## Records to process
[Start of Attachment]

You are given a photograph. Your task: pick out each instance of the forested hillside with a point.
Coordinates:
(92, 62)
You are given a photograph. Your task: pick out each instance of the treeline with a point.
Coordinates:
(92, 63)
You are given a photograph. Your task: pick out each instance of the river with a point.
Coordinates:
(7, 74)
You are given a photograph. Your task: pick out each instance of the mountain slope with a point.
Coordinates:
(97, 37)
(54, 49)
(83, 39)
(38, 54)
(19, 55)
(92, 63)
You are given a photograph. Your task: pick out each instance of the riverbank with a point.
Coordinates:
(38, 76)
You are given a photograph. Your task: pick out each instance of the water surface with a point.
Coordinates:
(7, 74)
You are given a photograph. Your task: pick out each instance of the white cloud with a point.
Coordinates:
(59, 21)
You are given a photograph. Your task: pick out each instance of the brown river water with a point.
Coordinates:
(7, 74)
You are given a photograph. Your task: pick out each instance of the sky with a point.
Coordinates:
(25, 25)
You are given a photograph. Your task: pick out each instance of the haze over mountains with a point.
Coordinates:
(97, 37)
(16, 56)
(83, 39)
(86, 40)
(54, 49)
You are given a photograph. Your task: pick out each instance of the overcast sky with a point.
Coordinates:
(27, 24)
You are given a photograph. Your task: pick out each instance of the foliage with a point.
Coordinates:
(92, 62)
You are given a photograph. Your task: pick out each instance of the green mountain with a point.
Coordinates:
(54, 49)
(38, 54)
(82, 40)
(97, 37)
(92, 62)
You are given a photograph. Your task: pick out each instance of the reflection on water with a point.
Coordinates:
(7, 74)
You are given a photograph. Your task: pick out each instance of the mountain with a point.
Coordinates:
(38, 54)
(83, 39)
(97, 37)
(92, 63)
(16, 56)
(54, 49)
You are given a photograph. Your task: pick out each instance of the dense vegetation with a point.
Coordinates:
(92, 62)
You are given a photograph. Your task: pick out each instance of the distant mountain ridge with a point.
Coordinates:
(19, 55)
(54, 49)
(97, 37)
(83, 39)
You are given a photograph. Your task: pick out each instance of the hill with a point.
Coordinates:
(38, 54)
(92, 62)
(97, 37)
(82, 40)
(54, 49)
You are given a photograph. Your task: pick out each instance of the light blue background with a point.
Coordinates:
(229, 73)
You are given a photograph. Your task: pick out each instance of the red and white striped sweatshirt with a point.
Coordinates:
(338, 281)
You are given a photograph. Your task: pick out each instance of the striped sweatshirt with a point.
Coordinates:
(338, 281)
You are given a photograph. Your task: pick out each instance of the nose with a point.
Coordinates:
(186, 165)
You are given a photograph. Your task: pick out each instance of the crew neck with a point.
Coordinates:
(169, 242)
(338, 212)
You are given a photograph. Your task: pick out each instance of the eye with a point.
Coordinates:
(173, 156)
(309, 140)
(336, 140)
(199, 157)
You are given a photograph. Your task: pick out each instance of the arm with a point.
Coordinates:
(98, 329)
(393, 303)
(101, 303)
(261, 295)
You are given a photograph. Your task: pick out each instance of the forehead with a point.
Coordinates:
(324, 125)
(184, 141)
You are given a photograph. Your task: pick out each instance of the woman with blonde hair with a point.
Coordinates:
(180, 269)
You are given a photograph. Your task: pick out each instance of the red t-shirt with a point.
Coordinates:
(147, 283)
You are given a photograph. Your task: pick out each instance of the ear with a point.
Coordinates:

[End of Attachment]
[Start of Attachment]

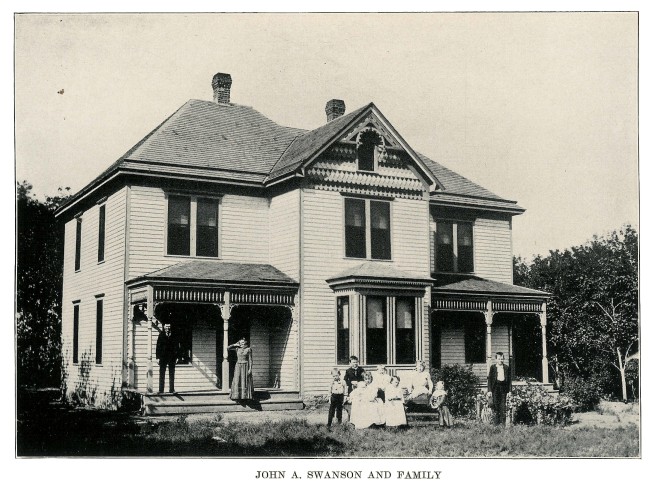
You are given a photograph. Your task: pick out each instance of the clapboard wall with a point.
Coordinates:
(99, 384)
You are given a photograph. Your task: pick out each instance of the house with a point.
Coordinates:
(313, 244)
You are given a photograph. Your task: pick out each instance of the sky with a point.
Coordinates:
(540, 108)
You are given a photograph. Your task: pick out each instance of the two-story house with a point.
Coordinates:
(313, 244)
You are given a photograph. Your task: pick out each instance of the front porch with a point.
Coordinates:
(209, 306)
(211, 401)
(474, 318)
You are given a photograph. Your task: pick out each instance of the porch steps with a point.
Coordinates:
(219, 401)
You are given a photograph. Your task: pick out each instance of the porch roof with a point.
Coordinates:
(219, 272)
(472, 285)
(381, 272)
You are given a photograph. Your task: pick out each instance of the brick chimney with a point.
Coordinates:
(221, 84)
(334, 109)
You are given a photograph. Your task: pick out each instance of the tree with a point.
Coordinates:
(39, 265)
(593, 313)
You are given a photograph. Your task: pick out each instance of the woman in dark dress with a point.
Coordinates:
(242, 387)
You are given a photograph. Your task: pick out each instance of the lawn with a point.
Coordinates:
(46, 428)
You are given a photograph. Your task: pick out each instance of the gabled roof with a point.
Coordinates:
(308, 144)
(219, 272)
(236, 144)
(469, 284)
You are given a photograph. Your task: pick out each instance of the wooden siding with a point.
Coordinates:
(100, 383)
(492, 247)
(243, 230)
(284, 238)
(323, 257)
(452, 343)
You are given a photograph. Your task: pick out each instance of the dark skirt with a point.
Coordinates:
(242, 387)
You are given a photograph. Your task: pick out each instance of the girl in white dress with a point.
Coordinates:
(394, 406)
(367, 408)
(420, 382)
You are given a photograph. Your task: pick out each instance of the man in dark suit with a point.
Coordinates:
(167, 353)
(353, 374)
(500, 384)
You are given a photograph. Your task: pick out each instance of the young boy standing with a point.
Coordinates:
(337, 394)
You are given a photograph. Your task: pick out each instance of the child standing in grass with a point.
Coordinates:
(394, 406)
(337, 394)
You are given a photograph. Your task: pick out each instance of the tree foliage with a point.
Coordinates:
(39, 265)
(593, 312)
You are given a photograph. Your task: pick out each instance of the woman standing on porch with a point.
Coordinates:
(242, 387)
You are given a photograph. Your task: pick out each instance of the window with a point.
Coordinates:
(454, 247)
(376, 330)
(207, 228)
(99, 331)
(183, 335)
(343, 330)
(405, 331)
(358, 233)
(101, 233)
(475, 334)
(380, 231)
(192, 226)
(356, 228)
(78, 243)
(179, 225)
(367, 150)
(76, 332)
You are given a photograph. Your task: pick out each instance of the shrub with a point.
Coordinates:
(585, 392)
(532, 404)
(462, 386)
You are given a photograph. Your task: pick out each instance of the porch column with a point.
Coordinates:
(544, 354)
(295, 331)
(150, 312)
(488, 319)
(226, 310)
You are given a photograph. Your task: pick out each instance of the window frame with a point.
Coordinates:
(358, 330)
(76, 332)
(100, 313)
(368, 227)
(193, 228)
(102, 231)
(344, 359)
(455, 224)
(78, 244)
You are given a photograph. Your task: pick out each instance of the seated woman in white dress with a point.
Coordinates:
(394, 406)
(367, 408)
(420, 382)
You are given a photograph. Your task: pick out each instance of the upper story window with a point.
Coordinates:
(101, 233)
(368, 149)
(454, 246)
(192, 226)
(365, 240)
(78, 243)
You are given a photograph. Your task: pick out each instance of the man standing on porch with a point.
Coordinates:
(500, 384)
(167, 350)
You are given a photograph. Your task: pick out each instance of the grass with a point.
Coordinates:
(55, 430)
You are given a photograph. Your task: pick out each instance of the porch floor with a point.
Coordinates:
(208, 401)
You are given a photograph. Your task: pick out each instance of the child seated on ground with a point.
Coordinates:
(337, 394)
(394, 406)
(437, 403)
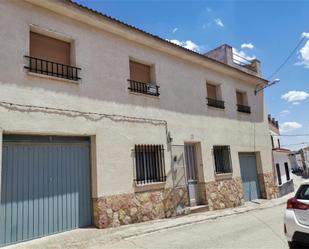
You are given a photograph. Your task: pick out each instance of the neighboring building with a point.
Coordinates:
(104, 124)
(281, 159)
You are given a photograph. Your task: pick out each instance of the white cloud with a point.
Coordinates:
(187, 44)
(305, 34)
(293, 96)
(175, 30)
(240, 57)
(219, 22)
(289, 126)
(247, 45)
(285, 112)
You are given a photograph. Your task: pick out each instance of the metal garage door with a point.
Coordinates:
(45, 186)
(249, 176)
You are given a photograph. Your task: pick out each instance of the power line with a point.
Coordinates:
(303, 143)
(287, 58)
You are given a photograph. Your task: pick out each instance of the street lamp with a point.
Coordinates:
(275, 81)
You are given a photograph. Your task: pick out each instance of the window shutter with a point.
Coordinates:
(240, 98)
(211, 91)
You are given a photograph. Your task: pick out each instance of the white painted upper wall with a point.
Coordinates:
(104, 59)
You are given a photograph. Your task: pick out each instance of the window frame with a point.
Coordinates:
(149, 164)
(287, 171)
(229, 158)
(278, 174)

[End of Attachment]

## Action item
Should a line in the material contain "child", copy it.

## Reply
You are given a photograph. Your task: pick out each instance of the child standing in grass with a point.
You are given a photograph. Your task: pick out each instance of the child seated on ground with a point.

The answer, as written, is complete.